Fabrice Bonnifet est le directeur du développement durable du groupe Bouygues. Mais il est plus connu en tant que président du Collège des Directeurs du Développement Durable (C3D). Également auteur et enseignant, son engagement et son ton incisif ont fait de lui un acteur incontournable de la sphère RSE française.
À la mi-temps, l’équipe du cynisme mène 18 à 0 contre l’équipe du bon sens, dont 2 joueurs ont été expulsés par l’arbitre américain pour avoir dénoncé les tricheries de l’équipe adverse ! Globalement, sur 17 objectifs de développement durable (ODD), seul le n°8 (« promouvoir une croissance économique soutenue ») a enregistré une progression, mais c’est aussi celui-là qui a contribué à la régression des 16 autres. Entendons-nous bien, la croissance économique n’a de sens que si elle contribue effectivement à réduire les inégalités, la pauvreté, la pollution, les émissions de CO2…. Or, depuis quelques années, elle n’y parvient plus. Pour effectuer une « remontada » historique lors de la seconde mi-temps, nous devons inventer une nouvelle prospérité de la post-croissance des flux physiques carbonés. La création de valeur ne doit plus être décorrélée de la préservation des capitaux naturel et humain.
L’action positive la plus marquante de cette première mi-temps, c’est la clarification du cadre dans lequel nous devrions évoluer si nous étions véritablement conscients des enjeux qui nous font face. Dans ce domaine, 16 ODD sur 17 ont rempli leurs objectifs de pédagogie. Désormais, les faits scientifiques sont établis et ils ne sont plus contestés que par les inconscients ou les incompétents. Incontestablement, il y a eu quelques progrès dans la prise de conscience auprès des gens qui ont pris le temps de se documenter, mais nous sommes loin du point de bascule. Nous subissons tous la loi de Brandolini qui démontre qu’il faut quelques secondes pour dire une bêtise sur un sujet complexe, mais de longues minutes pour rétablir la vérité.
Je pense aux lanceurs d’alerte, à commencer par Greta Thunberg et Paul Watson au niveau international ou Jean-Marc Jancovici et Valérie Masson-Delmotte en France. Mais nous ne pouvons plus attendre « l’homme » providentiel qui, dans les vestiaires, saurait trouver les mots pour remobiliser l’équipe des citoyens du monde. Ce sont les citoyens eux-mêmes qui doivent se lever et s’opposer à l’inadmissible. Les révolutions n’ont-elles pas toujours été l’exutoire ultime de l’intolérable ?

## [Entrées de données]
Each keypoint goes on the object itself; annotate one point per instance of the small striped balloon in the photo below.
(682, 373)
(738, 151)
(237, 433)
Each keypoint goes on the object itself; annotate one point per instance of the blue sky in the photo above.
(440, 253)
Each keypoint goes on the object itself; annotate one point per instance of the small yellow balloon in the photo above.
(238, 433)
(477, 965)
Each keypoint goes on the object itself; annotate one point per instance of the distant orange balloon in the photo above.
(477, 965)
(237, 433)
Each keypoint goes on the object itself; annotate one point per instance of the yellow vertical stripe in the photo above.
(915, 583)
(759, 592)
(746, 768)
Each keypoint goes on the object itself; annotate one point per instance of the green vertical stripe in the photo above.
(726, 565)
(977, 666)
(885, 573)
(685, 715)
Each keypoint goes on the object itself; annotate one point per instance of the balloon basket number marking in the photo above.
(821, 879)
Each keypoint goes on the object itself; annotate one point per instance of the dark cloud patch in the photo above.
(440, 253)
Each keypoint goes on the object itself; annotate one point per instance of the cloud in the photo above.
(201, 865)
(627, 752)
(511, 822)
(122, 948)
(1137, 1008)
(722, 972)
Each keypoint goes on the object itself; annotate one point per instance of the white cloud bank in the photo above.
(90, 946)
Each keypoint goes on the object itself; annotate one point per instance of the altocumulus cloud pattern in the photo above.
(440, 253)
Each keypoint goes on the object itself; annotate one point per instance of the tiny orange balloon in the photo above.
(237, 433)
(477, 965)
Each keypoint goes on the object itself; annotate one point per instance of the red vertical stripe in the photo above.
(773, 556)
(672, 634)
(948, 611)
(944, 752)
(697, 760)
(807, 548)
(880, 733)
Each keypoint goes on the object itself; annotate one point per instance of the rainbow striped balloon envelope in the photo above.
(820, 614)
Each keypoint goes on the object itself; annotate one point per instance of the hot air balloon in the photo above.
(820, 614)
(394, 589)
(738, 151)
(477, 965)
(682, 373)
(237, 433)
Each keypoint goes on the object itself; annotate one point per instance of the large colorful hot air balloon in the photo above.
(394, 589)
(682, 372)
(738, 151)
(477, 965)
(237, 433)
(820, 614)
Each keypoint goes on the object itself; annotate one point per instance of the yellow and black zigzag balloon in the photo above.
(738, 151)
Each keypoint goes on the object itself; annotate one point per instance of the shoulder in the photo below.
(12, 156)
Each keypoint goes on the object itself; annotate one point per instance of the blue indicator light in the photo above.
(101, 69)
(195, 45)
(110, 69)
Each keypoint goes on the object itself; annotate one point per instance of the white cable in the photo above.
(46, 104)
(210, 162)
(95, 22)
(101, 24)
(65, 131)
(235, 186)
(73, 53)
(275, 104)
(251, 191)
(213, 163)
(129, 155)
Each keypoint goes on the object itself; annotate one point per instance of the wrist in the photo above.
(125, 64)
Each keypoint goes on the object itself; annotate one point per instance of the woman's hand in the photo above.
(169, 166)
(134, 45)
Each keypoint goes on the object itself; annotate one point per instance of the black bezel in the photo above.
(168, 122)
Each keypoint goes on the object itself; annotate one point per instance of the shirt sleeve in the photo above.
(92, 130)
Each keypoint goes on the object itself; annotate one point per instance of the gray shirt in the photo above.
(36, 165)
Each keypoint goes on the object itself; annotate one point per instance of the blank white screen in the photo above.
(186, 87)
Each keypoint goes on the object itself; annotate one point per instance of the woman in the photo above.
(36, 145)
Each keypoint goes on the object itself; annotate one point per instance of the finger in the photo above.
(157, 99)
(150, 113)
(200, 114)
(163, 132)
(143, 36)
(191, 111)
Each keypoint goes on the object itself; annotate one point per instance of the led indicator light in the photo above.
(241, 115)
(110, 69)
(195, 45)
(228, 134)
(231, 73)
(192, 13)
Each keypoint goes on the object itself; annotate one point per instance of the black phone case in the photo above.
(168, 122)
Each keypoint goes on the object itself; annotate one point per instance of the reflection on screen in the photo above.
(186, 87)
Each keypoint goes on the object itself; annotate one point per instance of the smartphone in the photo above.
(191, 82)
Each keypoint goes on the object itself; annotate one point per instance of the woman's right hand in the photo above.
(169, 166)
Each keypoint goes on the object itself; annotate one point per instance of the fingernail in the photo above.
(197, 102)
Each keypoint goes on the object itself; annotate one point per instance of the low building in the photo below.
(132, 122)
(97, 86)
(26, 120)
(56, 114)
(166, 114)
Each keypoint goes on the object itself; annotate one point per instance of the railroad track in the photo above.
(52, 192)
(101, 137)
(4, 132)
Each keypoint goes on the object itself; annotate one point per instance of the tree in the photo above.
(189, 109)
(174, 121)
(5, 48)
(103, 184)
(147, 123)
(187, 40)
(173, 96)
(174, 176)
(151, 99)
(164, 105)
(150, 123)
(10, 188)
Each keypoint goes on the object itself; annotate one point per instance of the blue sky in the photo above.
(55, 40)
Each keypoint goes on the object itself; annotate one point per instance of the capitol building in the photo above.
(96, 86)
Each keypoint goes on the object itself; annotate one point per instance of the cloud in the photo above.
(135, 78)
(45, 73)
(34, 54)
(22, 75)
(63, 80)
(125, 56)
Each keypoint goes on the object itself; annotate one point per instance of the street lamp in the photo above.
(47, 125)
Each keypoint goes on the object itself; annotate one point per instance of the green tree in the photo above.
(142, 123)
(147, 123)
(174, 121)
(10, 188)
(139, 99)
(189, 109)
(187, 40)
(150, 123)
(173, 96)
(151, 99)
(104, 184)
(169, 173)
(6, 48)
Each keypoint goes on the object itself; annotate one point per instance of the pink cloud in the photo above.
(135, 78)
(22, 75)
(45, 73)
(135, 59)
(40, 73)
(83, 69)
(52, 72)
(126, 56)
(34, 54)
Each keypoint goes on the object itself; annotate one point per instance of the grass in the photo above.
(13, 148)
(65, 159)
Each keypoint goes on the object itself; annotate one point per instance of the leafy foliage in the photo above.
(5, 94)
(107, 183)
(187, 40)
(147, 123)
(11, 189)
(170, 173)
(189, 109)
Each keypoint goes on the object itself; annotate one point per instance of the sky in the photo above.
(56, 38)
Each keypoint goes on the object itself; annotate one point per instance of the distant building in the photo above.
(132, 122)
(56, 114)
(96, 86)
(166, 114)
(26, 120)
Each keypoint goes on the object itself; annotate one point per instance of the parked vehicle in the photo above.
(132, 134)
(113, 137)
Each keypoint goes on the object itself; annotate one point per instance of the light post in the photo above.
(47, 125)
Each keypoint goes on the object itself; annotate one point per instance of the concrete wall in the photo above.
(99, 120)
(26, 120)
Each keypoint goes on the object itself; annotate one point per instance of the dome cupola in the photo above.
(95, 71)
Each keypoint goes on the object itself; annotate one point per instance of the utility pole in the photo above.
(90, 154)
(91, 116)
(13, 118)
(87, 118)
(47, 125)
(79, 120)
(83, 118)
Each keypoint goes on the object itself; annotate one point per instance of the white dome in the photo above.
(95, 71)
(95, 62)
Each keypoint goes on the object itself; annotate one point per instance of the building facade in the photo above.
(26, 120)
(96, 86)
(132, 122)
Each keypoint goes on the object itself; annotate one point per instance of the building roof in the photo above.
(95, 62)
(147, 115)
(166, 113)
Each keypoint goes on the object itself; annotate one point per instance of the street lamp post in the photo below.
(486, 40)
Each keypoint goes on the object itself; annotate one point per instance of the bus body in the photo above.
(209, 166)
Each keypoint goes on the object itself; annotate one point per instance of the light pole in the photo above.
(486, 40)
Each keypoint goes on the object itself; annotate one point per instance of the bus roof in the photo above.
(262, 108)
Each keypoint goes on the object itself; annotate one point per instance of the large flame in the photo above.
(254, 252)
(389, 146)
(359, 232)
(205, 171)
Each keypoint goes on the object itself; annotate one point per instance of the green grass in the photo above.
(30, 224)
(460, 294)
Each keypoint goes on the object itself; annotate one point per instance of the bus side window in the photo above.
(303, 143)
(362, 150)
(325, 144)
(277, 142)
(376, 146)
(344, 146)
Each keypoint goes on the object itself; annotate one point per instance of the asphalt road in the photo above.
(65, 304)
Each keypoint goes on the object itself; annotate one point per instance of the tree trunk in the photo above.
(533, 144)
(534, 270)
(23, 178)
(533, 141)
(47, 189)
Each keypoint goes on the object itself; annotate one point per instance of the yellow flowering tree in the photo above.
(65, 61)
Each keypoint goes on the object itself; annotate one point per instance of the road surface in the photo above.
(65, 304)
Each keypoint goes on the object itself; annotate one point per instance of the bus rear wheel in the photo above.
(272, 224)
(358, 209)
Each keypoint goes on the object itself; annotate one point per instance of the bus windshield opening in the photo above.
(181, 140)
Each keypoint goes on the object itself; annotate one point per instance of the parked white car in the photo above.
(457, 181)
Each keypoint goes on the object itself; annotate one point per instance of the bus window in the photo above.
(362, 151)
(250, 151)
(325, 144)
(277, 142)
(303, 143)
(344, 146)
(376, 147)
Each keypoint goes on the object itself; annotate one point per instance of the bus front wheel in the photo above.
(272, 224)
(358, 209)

## [À faire]
[a] Recopiez mot pour mot, s'il vous plaît, le passage du texte sur le développement durable qui va de « Je pense aux » jusqu'à « de l’intolérable ? ».
[b] Écrivez la suite du texte sur le développement durable à partir de sa dernière phrase.

## [Résultats de l'exercice]
[a]
Je pense aux lanceurs d’alerte, à commencer par Greta Thunberg et Paul Watson au niveau international ou Jean-Marc Jancovici et Valérie Masson-Delmotte en France. Mais nous ne pouvons plus attendre « l’homme » providentiel qui, dans les vestiaires, saurait trouver les mots pour remobiliser l’équipe des citoyens du monde. Ce sont les citoyens eux-mêmes qui doivent se lever et s’opposer à l’inadmissible. Les révolutions n’ont-elles pas toujours été l’exutoire ultime de l’intolérable ?

[b]
Avec le retour en force des libertariens et le backlash RSE, on peut légitimement s’inquiéter d’une certaine lassitude de la part de ceux qui voudraient avancer. Mais la vie est faite de cycles, il n’y aura pas de moratoire du changement climatique et les dérèglements associés vont rapidement nous rappeler que notre trajectoire collective est suicidaire. Espérons que cela ne soit pas trop tard pour encore sauver les conditions de la vie sur Terre.
Le message doit être « n’ayez pas peur ! » Le seul danger, c’est l’inaction. Mais il est clair qu’il va falloir changer de stratégie et ne pas tomber dans le piège des partisans du transhumanisme ou du technosolutionnisme. Certains prônent d’établir un rapport de force pour lutter contre l’obscurantisme, je préconise plutôt de tenter des expérimentations de déploiement de modèles économiques à visée régénérative au sein des entreprises et dans les territoires, avec des parties prenantes qui décident de travailler ensemble. Le salut peut venir de l’exemplarité de quelques-uns, engendrant une contagion positive. Il n’est pas nécessaire d’obtenir la majorité pour changer le monde, les influenceurs le savent bien. Nous avons besoin d’un autre récit, d’un nouvel imaginaire crédible du vivre-ensemble, dans lequel nous pourrons démontrer qu’il est possible de nous resynchroniser avec les limites planétaires tout en étant plus heureux. Au lieu d’accélérer nous devons au contraire ralentir, car l’immatériel a besoin de temps pour sublimer les déterminants du bien-être et du contentement. Comme le dit si bien Alain Souchon, nous sommes « Des foules sentimentales, Avec soif d’idéal, Attirées par les étoiles, les voiles, Que des choses pas commerciales… »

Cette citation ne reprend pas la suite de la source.